Brief 1: According to the text on the 27th Division in World War Two, on what date was the division federalized for service?
Brief 2: From the text on the 27th Division in World War Two, reproduce the stretch from "27th Division in" through "Fort McClellan, Alabama." word for word.

Supplied text:
• • •

27th Division in World War Two
This yearbook was published in 1941 by the now defunct Army-Navy Publishers. It chronicles the year the 27th Division, The New York Division, spent training at Fort McClellan, Alabama.
The 27th Infantry Division was federalized for service on October 15th, 1940 and initially commanded by Major General William Haskell. At this time it still retained its WWI organization of two brigades and four regiments. The 53rd Brigade consisted of the 105th and 106th Infantry regiments while the 54th Brigade contained the 108th and 165th Infantry regiments. Following a lengthy period of maneuvers and training, the 27th was ordered to California in December following the Japanese bombing of Pearl Harbor. While in California the 27th awaited orders to ship out and concentrated on bringing itself up to the authorized field strength of 1,012 officers and 21,314 enlisted men. The Division’s strength had been reduced by discharges to around 14,000 men. The first elements of the Division boarded ships bound for Hawaii on February 27th 1942, the first Infantry Division to leave the states following Pearl Harbor.
This Division served in the Pacific at Makin, Eniwetok, Saipan, Okinawa and finally was garrisoned in Japan as part of the occupation forces.

• • •

Records:
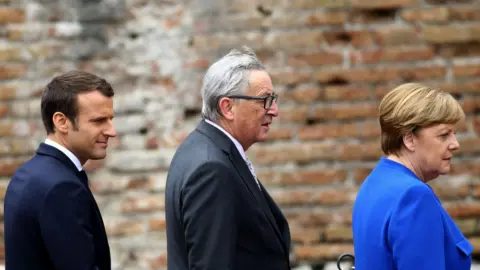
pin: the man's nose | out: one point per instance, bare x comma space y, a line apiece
111, 131
274, 110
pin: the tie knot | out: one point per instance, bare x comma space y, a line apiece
83, 177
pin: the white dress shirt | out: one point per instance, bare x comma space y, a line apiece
240, 150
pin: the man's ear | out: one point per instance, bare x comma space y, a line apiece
226, 107
409, 141
60, 122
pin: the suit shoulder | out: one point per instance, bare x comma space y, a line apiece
42, 172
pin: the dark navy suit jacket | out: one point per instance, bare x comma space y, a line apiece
51, 218
399, 224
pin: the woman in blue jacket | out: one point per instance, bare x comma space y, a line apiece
398, 222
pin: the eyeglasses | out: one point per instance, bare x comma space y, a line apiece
267, 100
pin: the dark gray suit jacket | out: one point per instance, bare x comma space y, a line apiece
217, 217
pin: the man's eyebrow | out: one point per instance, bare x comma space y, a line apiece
98, 118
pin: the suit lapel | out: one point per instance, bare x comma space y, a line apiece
45, 149
224, 143
248, 179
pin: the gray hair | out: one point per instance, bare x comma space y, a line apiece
228, 76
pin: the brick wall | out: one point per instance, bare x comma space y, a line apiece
331, 61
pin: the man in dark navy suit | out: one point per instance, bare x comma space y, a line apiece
51, 218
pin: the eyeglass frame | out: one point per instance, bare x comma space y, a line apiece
272, 97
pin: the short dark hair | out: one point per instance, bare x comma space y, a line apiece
60, 95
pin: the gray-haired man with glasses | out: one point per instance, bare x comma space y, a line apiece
219, 215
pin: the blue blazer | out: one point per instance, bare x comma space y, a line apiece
51, 218
398, 223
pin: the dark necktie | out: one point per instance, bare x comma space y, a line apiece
84, 178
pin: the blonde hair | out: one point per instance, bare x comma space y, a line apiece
411, 106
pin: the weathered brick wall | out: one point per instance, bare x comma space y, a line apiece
331, 61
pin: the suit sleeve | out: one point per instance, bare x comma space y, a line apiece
416, 233
65, 227
209, 218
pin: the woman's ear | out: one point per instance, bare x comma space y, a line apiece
225, 105
409, 141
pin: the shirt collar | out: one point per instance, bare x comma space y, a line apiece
237, 144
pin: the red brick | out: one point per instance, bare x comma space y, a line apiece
315, 59
305, 235
467, 49
433, 14
3, 110
157, 224
466, 167
468, 226
384, 74
7, 92
370, 150
447, 34
6, 128
9, 166
399, 35
313, 4
464, 13
306, 94
293, 114
8, 72
11, 15
282, 133
345, 111
309, 177
339, 130
462, 70
326, 18
476, 125
198, 63
381, 4
330, 251
390, 54
143, 204
470, 105
446, 192
331, 196
159, 261
371, 16
290, 77
356, 38
467, 87
315, 217
338, 233
292, 152
294, 39
124, 228
348, 92
243, 21
10, 54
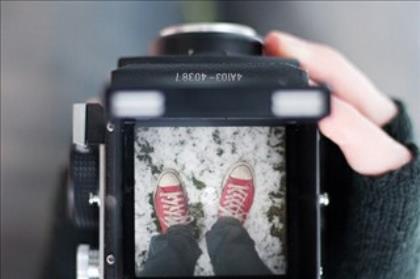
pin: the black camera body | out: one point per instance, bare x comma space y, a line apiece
202, 75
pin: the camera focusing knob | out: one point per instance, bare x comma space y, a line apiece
208, 39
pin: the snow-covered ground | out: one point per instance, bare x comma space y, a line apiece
202, 155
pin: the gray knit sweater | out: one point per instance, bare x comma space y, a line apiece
374, 231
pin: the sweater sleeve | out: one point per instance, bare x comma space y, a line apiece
382, 233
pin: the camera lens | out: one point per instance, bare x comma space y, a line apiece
208, 39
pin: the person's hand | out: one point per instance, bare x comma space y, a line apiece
358, 109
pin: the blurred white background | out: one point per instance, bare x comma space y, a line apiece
56, 53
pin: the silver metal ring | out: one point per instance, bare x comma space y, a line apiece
204, 27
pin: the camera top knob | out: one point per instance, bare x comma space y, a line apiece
208, 39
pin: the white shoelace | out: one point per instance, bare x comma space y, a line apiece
232, 207
174, 209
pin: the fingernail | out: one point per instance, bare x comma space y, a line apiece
292, 46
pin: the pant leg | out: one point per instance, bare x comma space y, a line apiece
172, 254
232, 251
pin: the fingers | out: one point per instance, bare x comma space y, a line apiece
326, 65
367, 148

• • •

Response box 1: October 15th, 1940

Response box 2:
27th Division in World War Two
This yearbook was published in 1941 by the now defunct Army-Navy Publishers. It chronicles the year the 27th Division, The New York Division, spent training at Fort McClellan, Alabama.